• [What to work on] Search the material below for the word "snow". Copy every line where it is found.

• [Data listing]
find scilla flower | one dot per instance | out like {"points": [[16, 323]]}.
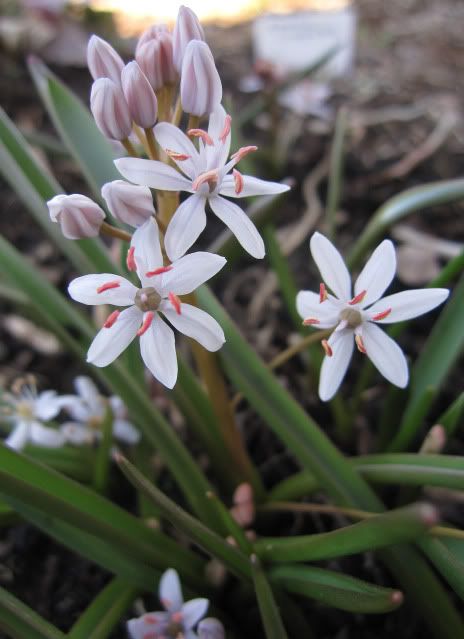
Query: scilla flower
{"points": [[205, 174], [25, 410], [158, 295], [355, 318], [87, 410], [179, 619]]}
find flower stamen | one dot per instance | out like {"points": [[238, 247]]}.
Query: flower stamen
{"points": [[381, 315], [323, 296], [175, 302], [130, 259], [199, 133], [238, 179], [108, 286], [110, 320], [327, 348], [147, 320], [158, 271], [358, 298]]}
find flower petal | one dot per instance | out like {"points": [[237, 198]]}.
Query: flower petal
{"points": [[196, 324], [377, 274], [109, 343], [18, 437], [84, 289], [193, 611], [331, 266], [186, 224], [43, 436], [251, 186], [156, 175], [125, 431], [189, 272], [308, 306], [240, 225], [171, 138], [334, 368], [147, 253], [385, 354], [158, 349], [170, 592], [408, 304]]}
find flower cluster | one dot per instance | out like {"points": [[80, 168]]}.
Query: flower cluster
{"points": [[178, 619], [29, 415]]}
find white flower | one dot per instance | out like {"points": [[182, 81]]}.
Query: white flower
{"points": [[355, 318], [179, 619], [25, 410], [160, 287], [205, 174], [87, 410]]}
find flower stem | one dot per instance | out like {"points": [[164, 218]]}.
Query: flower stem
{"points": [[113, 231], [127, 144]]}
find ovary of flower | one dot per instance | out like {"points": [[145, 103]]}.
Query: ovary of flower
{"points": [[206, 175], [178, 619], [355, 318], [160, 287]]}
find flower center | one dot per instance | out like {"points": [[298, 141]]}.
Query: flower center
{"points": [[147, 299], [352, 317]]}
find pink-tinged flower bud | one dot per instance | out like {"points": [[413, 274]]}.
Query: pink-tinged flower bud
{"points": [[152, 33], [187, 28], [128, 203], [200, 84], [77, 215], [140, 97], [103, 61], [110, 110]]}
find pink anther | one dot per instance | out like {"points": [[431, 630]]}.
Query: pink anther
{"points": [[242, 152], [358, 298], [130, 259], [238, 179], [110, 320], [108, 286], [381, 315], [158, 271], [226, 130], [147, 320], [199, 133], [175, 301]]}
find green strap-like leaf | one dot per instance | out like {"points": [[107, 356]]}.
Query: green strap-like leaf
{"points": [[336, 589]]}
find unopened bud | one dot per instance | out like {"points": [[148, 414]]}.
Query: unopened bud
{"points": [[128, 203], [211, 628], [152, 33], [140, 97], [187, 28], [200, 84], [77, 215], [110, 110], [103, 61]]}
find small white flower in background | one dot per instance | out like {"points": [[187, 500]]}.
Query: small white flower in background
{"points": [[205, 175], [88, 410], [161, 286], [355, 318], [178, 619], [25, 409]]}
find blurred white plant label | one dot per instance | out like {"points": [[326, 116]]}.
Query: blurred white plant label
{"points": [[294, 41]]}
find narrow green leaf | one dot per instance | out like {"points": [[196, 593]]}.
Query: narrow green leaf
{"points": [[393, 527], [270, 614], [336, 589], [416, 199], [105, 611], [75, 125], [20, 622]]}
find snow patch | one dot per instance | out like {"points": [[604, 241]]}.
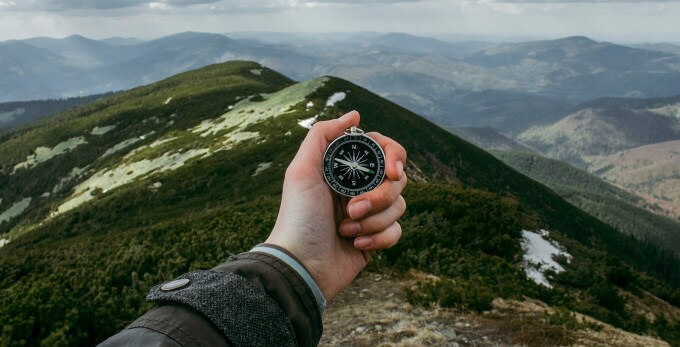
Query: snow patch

• [Your response]
find snow patch | one dot per instance | out like {"points": [[604, 241]]}.
Query: snow patch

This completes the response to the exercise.